### Task objective
Count the lines in the items below that contain the word "marking", where case must match. Reply with the number only.

### Dataset extract
>> Start

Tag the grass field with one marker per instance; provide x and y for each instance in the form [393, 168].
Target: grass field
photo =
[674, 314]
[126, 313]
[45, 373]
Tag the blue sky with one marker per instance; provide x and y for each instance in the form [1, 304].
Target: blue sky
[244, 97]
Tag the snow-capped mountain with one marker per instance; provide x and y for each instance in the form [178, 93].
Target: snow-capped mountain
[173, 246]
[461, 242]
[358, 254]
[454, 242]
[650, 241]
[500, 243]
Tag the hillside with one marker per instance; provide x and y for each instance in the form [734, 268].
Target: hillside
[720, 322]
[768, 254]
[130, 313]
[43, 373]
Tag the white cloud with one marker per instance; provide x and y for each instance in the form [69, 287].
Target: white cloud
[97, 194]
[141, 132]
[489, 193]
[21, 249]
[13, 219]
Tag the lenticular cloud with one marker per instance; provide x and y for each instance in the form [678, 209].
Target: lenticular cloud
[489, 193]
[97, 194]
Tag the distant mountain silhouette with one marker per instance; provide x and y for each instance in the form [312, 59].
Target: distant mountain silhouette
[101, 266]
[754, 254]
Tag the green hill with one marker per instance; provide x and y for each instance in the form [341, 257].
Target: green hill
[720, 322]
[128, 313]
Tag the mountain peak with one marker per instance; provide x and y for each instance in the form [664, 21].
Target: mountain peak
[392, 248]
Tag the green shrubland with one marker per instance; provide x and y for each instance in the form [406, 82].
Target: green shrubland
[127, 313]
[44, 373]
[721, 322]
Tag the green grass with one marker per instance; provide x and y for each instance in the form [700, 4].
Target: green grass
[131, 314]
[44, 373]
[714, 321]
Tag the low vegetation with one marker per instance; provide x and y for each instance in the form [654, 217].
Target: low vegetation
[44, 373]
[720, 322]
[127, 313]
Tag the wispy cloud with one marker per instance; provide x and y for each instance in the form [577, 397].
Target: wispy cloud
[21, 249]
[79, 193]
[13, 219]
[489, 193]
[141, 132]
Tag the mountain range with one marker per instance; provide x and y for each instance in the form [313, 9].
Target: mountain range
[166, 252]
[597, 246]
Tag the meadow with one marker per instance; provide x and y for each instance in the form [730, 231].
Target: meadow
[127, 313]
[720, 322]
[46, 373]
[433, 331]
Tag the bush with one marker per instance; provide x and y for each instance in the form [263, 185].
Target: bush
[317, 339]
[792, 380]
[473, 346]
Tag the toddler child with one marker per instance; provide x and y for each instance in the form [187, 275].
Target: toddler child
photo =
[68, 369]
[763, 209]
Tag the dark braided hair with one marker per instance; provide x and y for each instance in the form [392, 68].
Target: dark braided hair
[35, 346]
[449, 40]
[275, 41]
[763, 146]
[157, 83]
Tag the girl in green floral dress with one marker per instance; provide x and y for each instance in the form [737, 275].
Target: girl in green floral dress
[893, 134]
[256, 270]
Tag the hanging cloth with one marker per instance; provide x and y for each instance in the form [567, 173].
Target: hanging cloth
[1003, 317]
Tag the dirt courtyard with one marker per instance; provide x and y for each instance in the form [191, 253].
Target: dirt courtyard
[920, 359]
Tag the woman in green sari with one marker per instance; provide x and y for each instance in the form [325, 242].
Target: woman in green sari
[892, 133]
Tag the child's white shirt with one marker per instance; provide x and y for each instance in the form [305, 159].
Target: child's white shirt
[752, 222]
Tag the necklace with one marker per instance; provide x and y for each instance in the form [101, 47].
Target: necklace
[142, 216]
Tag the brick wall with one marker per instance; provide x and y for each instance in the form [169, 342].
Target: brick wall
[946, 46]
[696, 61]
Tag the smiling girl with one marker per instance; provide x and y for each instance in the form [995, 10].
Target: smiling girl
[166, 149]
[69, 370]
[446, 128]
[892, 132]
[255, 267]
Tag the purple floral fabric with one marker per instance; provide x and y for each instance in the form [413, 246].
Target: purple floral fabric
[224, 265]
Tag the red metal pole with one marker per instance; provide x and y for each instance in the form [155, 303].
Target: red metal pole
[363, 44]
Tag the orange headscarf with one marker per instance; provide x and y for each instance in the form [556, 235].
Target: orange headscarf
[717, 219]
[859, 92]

>> End
>> Start

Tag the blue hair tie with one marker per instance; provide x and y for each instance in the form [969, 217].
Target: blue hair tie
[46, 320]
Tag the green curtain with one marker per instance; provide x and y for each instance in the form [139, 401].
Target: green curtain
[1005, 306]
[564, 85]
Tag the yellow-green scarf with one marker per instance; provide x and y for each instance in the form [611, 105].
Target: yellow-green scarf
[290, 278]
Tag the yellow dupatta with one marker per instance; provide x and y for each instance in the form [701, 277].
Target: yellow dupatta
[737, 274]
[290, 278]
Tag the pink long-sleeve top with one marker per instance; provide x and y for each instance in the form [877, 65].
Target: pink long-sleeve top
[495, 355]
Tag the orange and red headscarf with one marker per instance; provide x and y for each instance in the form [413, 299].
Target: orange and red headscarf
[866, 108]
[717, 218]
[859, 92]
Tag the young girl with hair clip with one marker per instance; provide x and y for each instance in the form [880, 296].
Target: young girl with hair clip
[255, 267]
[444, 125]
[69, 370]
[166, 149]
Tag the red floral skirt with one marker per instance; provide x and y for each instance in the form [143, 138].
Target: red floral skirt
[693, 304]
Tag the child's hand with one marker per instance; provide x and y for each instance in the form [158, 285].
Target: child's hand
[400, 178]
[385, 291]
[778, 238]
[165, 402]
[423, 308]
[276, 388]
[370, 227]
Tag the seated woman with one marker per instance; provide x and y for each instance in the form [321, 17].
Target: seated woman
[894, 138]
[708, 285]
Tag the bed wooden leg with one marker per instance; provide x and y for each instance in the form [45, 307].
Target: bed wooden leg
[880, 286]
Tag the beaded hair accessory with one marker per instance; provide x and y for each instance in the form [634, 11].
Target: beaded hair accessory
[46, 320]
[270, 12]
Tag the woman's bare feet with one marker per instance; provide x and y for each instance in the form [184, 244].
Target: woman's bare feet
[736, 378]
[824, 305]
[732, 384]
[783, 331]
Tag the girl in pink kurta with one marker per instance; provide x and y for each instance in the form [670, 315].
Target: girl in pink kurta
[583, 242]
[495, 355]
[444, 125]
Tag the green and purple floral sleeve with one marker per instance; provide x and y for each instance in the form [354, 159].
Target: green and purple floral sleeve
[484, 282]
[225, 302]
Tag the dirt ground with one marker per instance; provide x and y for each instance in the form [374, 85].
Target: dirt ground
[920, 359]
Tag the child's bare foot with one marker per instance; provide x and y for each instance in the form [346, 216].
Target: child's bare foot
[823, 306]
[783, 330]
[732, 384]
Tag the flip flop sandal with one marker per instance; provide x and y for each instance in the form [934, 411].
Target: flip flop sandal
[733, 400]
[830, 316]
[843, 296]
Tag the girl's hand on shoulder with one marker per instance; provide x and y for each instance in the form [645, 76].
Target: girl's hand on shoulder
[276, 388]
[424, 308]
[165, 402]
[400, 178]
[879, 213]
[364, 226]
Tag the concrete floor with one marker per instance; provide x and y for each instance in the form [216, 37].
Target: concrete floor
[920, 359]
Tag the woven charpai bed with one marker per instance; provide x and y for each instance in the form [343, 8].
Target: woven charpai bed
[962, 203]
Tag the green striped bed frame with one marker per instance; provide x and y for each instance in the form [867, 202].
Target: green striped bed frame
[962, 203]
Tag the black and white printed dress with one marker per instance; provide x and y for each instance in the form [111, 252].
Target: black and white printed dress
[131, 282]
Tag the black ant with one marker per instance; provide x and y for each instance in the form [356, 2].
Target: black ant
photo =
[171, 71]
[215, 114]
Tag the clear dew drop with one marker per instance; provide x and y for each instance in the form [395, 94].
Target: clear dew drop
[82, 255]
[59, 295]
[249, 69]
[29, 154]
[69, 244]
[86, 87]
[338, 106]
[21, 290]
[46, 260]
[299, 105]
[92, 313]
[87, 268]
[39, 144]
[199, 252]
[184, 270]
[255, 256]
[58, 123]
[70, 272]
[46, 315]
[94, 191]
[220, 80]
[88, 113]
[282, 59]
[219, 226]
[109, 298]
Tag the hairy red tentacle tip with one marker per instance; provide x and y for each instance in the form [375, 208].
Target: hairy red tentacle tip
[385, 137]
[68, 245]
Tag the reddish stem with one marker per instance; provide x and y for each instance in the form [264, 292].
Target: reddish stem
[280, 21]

>> End
>> Start

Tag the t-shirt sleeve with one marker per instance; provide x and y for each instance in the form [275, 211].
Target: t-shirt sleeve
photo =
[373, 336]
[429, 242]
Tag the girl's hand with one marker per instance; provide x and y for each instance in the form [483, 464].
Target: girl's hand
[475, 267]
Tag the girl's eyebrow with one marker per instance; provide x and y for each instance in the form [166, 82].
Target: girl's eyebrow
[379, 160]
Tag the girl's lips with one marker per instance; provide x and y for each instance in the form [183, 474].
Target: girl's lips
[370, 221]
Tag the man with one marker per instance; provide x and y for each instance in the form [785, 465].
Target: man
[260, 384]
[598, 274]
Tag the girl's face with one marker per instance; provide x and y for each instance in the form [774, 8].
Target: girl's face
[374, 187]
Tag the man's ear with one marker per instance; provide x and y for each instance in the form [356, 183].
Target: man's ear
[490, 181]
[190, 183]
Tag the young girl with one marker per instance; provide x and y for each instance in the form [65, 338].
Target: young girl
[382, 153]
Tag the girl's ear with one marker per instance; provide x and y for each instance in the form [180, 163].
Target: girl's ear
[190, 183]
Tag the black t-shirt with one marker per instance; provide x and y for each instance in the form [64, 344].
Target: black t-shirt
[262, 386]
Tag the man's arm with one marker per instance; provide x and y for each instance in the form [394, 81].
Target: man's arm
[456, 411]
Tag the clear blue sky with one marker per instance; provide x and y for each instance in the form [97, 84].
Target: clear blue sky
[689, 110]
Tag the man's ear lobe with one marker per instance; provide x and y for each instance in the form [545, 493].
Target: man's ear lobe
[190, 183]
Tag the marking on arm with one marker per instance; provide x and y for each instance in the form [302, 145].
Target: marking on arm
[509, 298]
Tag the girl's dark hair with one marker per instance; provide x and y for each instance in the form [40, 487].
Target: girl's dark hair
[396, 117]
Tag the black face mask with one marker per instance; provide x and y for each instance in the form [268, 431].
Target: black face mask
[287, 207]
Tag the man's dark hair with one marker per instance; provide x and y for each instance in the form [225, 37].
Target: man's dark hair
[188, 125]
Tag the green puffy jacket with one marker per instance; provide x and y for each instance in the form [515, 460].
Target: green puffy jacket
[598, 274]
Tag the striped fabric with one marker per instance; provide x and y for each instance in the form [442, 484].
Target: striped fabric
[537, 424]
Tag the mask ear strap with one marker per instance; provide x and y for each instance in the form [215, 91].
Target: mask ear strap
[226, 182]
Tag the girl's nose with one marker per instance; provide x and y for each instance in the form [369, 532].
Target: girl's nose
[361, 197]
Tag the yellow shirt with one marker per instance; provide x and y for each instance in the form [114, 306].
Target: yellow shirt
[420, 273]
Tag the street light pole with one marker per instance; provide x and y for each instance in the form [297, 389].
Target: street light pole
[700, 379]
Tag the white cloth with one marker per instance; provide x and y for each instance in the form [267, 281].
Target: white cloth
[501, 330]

>> End

### Correct output
2